PROBLEM » Copy out every line of the entries below word for word, leaving out the pictures.

DATA SECTION »
┄┄┄┄┄┄┄┄┄┄┄┄┄┄┄┄┄┄┄┄
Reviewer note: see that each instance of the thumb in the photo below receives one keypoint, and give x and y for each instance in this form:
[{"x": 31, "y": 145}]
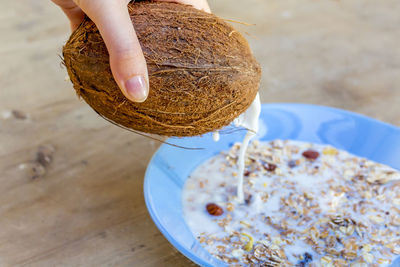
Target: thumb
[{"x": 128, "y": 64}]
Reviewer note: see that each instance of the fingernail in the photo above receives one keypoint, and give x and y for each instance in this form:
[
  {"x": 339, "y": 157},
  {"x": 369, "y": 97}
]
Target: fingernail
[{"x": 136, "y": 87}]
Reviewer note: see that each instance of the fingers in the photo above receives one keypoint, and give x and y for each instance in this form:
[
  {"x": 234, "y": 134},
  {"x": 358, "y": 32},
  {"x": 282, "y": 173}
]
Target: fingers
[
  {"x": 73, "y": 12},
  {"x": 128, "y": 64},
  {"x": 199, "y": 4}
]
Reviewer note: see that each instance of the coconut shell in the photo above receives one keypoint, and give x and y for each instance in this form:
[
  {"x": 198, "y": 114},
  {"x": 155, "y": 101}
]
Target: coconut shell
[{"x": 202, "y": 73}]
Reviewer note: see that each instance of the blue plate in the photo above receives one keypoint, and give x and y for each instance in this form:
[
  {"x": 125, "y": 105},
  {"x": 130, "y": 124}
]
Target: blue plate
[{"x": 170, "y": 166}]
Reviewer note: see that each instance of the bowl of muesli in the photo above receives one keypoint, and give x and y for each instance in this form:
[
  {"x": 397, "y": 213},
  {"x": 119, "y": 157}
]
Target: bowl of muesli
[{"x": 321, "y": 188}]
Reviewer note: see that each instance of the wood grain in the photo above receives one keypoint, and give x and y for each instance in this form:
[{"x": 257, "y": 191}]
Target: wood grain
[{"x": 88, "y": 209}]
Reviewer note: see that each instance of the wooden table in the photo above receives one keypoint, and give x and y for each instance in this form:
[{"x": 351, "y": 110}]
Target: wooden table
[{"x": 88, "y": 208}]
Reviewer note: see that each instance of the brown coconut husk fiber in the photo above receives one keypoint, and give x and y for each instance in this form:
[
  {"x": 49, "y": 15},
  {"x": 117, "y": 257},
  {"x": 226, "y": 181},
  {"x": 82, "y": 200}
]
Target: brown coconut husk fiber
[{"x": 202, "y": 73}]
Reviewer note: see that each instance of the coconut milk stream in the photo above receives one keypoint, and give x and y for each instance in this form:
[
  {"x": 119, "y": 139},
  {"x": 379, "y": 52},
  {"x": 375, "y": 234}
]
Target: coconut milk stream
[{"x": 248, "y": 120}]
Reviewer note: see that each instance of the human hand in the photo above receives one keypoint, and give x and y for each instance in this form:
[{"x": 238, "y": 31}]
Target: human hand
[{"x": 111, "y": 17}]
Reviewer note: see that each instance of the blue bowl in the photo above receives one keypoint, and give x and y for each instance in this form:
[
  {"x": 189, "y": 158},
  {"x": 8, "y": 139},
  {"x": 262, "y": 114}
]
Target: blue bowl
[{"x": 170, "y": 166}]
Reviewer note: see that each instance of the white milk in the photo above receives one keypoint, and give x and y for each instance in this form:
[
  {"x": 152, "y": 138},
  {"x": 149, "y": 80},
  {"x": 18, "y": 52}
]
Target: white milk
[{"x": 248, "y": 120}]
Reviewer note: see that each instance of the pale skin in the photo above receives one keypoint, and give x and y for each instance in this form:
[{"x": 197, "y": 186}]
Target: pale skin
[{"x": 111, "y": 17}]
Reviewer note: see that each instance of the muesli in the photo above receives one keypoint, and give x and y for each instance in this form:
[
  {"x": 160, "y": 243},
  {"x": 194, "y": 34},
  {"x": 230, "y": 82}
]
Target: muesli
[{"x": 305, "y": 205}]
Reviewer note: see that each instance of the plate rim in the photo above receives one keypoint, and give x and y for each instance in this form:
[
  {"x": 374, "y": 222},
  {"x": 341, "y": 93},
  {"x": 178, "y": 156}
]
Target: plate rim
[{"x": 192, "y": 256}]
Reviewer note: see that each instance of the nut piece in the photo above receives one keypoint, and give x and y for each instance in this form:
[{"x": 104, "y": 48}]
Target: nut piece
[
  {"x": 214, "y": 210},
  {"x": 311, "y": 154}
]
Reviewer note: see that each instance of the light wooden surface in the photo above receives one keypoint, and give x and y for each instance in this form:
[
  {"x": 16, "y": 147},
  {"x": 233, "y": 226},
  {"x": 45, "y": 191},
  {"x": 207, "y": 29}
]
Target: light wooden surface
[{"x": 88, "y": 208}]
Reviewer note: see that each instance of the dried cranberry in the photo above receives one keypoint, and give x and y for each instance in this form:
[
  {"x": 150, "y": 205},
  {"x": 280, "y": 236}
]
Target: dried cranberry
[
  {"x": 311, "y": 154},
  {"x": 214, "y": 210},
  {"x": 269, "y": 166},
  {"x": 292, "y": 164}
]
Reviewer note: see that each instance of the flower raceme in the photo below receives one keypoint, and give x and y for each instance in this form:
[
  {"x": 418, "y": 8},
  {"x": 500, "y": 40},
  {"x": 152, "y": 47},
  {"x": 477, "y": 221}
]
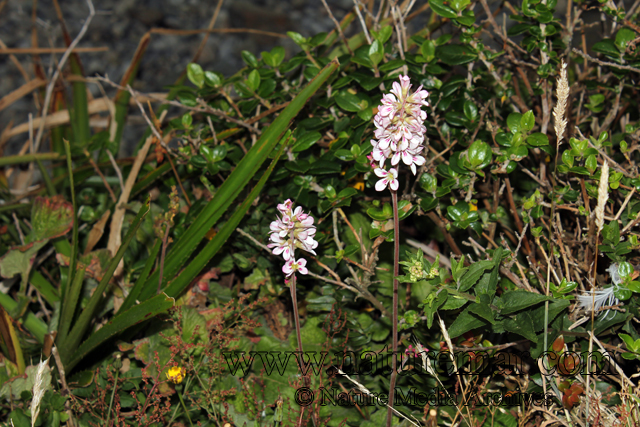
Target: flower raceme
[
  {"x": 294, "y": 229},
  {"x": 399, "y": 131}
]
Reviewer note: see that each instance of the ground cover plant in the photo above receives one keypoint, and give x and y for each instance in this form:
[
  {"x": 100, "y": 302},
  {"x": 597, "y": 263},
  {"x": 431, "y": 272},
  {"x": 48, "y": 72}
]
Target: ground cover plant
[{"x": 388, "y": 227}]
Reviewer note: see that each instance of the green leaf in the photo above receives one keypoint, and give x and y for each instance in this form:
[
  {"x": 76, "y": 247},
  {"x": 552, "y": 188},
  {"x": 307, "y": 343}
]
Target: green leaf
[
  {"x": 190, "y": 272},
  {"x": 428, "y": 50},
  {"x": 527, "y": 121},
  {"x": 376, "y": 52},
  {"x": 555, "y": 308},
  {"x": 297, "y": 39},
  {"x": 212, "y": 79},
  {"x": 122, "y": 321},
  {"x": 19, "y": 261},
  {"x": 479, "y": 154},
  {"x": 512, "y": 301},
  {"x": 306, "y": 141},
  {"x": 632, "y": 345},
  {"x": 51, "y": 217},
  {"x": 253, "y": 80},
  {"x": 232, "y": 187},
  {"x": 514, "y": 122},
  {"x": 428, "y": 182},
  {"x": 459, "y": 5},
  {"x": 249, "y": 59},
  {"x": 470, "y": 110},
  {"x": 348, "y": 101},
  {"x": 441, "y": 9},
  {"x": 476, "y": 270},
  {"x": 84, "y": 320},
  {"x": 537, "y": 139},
┄┄┄┄┄┄┄┄┄┄┄┄┄┄┄┄┄┄┄┄
SOLUTION FOR THIS TASK »
Reviewer note: see that each instance of the thumb in the photo below receives one keypoint, and give x and y for each instance in this form:
[{"x": 31, "y": 145}]
Target: thumb
[{"x": 128, "y": 64}]
Reviewer note: see that each instance of the fingernail in the photo above receives one keypoint, and give x and y for each instance in this form:
[
  {"x": 339, "y": 157},
  {"x": 369, "y": 97}
]
Target: fingernail
[{"x": 136, "y": 87}]
Reviewer note: see that each instance of the fingers in the photo above receives one keypoint, and give x and y for each instance in this form:
[
  {"x": 234, "y": 134},
  {"x": 358, "y": 32},
  {"x": 282, "y": 173}
]
Target: fingers
[
  {"x": 73, "y": 12},
  {"x": 128, "y": 64},
  {"x": 199, "y": 4}
]
Reviewer note: see that each instance of the coconut shell in the photo above receives one keypoint, and give x and y for each instance in this form:
[
  {"x": 198, "y": 114},
  {"x": 155, "y": 101}
]
Target: coconut shell
[{"x": 202, "y": 73}]
Reviewer note: see that each instance of the blue plate in the photo above receives one keypoint, and give x and y for each instance in this form:
[
  {"x": 125, "y": 105},
  {"x": 130, "y": 124}
]
Target: blue plate
[{"x": 170, "y": 166}]
Reviewer note: see that each instance of the bowl of muesli in the photo above receives one keypoint, and give x and y for each instance in this form:
[
  {"x": 397, "y": 213},
  {"x": 119, "y": 157}
]
Target: bowl of muesli
[{"x": 321, "y": 188}]
Reviewer note: see that each instance of the wood grain in the photo above receives one keypoint, and give x and y for each instance in this form:
[{"x": 257, "y": 191}]
Target: wood grain
[{"x": 88, "y": 209}]
Reviewer note: see that each instance of the wooden table in the photo above receives one keypoint, and give x and y for each instance in this form:
[{"x": 351, "y": 110}]
Target: wooden table
[{"x": 88, "y": 208}]
Reviewer note: see that each instance of the brown coconut husk fiber in the photo above receives one keypoint, and give x and y for each instance in this form:
[
  {"x": 49, "y": 15},
  {"x": 117, "y": 257},
  {"x": 226, "y": 181},
  {"x": 82, "y": 200}
]
Target: brown coconut husk fiber
[{"x": 202, "y": 73}]
Reviewer note: see that each instance of the coconut milk stream in the photo above receives one keypoint, and give x and y for each instance in this form:
[
  {"x": 119, "y": 139},
  {"x": 379, "y": 52},
  {"x": 375, "y": 234}
]
Target: coconut milk stream
[{"x": 248, "y": 120}]
Reviewer note: see that each instance of the human hand in the photo above receives one keypoint, and give x and y for each instance in this form:
[{"x": 238, "y": 31}]
Target: human hand
[{"x": 111, "y": 17}]
Reviewer note: see that each instance of the blue bowl in the photo above receives one keypoint, and give x and y for each instance in this form:
[
  {"x": 189, "y": 158},
  {"x": 8, "y": 139},
  {"x": 262, "y": 114}
]
Target: blue bowl
[{"x": 170, "y": 166}]
Reviewer note: see that each instance of the white milk in the photo above receives one keypoint, and give x and y for each instance in this form:
[
  {"x": 152, "y": 138},
  {"x": 149, "y": 80},
  {"x": 18, "y": 52}
]
Target: white milk
[{"x": 248, "y": 120}]
Reviewer note: see that each instance of the pale skin in the photo above receives one keypoint, and give x and y for each instance in this form:
[{"x": 197, "y": 186}]
Target: pale skin
[{"x": 111, "y": 17}]
Reviewer note: see that each instance of the muesli in the photo above receives one keypoint, and give x and y for each instance in this form:
[
  {"x": 160, "y": 243},
  {"x": 194, "y": 34},
  {"x": 230, "y": 82}
]
Target: muesli
[{"x": 305, "y": 205}]
Reviewer note: see that each instance of the plate rim in the photo above receives one keypoint, and give x and y for each instance in this form:
[
  {"x": 374, "y": 222},
  {"x": 341, "y": 93},
  {"x": 178, "y": 156}
]
Target: plate rim
[{"x": 192, "y": 256}]
Reviewer note: see that each instance of the nut piece in the photo above receives one keypoint, and give x and y for each instance in this form:
[{"x": 104, "y": 48}]
Target: nut piece
[
  {"x": 214, "y": 210},
  {"x": 311, "y": 154}
]
Reviewer note: see that each instance of the light wooden surface in the photo above receives one keypoint, and give x and y for each instance in this form:
[
  {"x": 16, "y": 147},
  {"x": 233, "y": 226},
  {"x": 45, "y": 191},
  {"x": 207, "y": 29}
]
Target: light wooden surface
[{"x": 88, "y": 208}]
Reviewer note: see that each instance of the dried cranberry in the photo above receives one keypoint, and give x and y for each instance in this form:
[
  {"x": 150, "y": 205},
  {"x": 280, "y": 236}
]
Target: dried cranberry
[
  {"x": 311, "y": 154},
  {"x": 214, "y": 210},
  {"x": 269, "y": 166},
  {"x": 292, "y": 164}
]
Reviewer note: see that each instance of the flower raceme in the photo below receives one keypoint, and give x and y for each instance in this form:
[
  {"x": 418, "y": 8},
  {"x": 500, "y": 40},
  {"x": 152, "y": 47},
  {"x": 477, "y": 221}
]
Target: flower raceme
[
  {"x": 294, "y": 229},
  {"x": 399, "y": 131}
]
Reviewer note: see that each instance of the ground cover plant in the photo above receives one keypoint, and give x and y for each instance in this form:
[
  {"x": 100, "y": 302},
  {"x": 597, "y": 263},
  {"x": 431, "y": 272},
  {"x": 48, "y": 72}
]
Target: ground cover plant
[{"x": 388, "y": 227}]
Reviewer note: see that each instance of the green leaf in the photo above receives one keypoint, and give x and y for each instance in this form:
[
  {"x": 76, "y": 247},
  {"x": 552, "y": 188},
  {"x": 307, "y": 343}
]
Target: green leaf
[
  {"x": 190, "y": 272},
  {"x": 428, "y": 50},
  {"x": 527, "y": 121},
  {"x": 376, "y": 52},
  {"x": 555, "y": 308},
  {"x": 297, "y": 39},
  {"x": 212, "y": 79},
  {"x": 122, "y": 321},
  {"x": 19, "y": 261},
  {"x": 479, "y": 154},
  {"x": 512, "y": 301},
  {"x": 306, "y": 141},
  {"x": 632, "y": 345},
  {"x": 51, "y": 217},
  {"x": 253, "y": 80},
  {"x": 232, "y": 187},
  {"x": 514, "y": 122},
  {"x": 428, "y": 182},
  {"x": 459, "y": 5},
  {"x": 249, "y": 59},
  {"x": 470, "y": 110},
  {"x": 348, "y": 101},
  {"x": 441, "y": 9},
  {"x": 476, "y": 270},
  {"x": 84, "y": 320},
  {"x": 537, "y": 139},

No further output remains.